Start at the line with "Mark each instance of the paved" in the records below, stop at the line with "x=630 y=261", and return every line in that span exactly, the two end lines included.

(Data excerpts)
▼
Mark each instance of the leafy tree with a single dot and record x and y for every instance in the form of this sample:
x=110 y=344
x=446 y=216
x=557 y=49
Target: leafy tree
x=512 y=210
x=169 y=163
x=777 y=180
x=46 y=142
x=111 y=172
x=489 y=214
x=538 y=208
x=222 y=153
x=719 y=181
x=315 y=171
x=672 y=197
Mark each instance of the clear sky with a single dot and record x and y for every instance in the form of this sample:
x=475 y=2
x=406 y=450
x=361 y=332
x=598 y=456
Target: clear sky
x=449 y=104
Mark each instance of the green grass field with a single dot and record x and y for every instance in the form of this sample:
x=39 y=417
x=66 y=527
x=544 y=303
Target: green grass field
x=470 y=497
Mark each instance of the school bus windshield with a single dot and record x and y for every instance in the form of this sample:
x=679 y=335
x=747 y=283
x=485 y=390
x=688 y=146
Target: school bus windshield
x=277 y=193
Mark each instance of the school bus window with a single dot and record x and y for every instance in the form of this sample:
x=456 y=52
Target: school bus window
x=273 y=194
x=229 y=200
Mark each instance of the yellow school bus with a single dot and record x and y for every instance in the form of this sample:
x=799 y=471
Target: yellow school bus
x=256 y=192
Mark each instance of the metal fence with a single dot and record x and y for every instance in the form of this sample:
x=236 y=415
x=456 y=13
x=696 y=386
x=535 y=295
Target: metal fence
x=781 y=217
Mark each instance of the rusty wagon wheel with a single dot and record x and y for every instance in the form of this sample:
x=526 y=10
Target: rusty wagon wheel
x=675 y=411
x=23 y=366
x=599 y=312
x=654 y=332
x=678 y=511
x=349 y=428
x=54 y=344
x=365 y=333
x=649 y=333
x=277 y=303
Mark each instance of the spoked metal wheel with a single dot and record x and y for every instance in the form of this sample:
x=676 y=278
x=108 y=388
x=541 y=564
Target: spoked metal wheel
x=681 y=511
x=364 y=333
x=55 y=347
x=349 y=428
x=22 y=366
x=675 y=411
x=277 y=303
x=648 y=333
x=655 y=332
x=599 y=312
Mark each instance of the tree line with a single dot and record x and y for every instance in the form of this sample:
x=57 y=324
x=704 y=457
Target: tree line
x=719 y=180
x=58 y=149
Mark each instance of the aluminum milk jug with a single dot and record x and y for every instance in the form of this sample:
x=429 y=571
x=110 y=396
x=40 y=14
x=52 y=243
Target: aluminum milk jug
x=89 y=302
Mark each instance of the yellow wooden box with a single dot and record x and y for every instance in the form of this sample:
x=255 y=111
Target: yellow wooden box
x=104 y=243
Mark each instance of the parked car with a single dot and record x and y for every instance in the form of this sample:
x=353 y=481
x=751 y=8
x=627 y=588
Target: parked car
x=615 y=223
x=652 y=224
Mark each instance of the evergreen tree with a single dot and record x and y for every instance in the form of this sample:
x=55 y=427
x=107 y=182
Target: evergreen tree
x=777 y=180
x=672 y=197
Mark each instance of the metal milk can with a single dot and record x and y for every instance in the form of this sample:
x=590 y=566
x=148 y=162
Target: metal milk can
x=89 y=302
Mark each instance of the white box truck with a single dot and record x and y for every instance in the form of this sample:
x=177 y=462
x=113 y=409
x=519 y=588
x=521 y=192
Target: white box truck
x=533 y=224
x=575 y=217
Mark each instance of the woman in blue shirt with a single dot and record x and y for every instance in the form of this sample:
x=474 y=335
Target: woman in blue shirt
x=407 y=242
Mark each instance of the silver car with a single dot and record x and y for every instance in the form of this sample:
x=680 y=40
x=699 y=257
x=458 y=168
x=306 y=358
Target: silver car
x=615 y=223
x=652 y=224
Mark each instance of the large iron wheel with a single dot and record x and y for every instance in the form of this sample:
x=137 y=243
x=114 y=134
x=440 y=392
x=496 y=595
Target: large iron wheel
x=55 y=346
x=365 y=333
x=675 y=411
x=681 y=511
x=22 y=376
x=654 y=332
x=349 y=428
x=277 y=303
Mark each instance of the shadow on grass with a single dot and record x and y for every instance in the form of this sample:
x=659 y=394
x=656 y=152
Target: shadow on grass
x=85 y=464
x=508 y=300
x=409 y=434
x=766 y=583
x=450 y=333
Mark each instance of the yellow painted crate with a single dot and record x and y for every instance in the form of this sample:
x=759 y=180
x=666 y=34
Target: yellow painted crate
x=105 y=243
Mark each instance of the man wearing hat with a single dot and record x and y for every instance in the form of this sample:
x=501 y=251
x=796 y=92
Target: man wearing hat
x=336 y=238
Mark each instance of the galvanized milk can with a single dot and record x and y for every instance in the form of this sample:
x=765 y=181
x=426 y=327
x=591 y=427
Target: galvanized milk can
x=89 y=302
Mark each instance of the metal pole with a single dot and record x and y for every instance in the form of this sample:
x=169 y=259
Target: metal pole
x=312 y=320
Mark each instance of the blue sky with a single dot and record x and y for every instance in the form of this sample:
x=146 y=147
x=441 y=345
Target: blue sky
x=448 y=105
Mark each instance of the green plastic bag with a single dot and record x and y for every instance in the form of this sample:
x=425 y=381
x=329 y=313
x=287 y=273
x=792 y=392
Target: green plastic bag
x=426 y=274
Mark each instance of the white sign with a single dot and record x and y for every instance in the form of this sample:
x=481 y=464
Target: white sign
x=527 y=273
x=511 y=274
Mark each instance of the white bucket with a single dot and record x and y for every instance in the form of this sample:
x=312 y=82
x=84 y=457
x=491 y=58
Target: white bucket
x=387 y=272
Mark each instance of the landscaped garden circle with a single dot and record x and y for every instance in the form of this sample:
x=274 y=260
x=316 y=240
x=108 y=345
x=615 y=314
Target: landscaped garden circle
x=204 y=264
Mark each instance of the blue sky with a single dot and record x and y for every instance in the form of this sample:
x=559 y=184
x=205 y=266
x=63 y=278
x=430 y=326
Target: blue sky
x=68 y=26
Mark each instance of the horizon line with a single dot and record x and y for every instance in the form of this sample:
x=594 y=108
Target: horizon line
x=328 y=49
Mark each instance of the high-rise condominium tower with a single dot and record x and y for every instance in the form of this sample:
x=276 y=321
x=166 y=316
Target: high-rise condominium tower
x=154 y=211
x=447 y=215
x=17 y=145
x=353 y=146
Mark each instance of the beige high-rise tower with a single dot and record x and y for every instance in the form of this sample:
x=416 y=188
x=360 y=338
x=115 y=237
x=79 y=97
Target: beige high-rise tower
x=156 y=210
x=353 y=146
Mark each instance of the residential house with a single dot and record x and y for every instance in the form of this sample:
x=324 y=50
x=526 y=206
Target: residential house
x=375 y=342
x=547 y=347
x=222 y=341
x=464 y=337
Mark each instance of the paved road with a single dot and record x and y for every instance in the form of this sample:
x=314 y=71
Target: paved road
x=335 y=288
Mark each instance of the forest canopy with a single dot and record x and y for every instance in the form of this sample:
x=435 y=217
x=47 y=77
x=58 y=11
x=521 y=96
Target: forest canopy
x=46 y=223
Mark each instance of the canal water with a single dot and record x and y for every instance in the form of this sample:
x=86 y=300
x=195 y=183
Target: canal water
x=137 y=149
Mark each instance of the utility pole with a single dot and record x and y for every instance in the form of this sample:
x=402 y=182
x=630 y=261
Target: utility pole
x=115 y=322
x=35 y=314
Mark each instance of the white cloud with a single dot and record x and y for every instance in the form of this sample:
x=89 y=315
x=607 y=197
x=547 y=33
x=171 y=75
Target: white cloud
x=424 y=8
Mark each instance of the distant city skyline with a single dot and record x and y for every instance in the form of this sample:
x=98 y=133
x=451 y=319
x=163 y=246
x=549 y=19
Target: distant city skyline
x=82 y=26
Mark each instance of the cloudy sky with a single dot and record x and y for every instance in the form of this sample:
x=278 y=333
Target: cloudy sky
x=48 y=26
▲
• [Task solution]
Mark each instance of the paved road with a single dot and record x and y for every instance in the form of this sample:
x=314 y=71
Target: paved road
x=335 y=288
Mark each instance of the forest canopy with a single dot and record x and y for every instance in the form of this sample:
x=435 y=217
x=47 y=77
x=58 y=11
x=521 y=96
Target: forest canopy
x=46 y=223
Mark each instance of the canal water with a single dot and record x and y for every instance in the form of this sample:
x=86 y=300
x=195 y=183
Target: canal water
x=137 y=149
Mark each instance of the utility pole with a single dot and record x and y for every instance in the form of this sample:
x=402 y=182
x=630 y=261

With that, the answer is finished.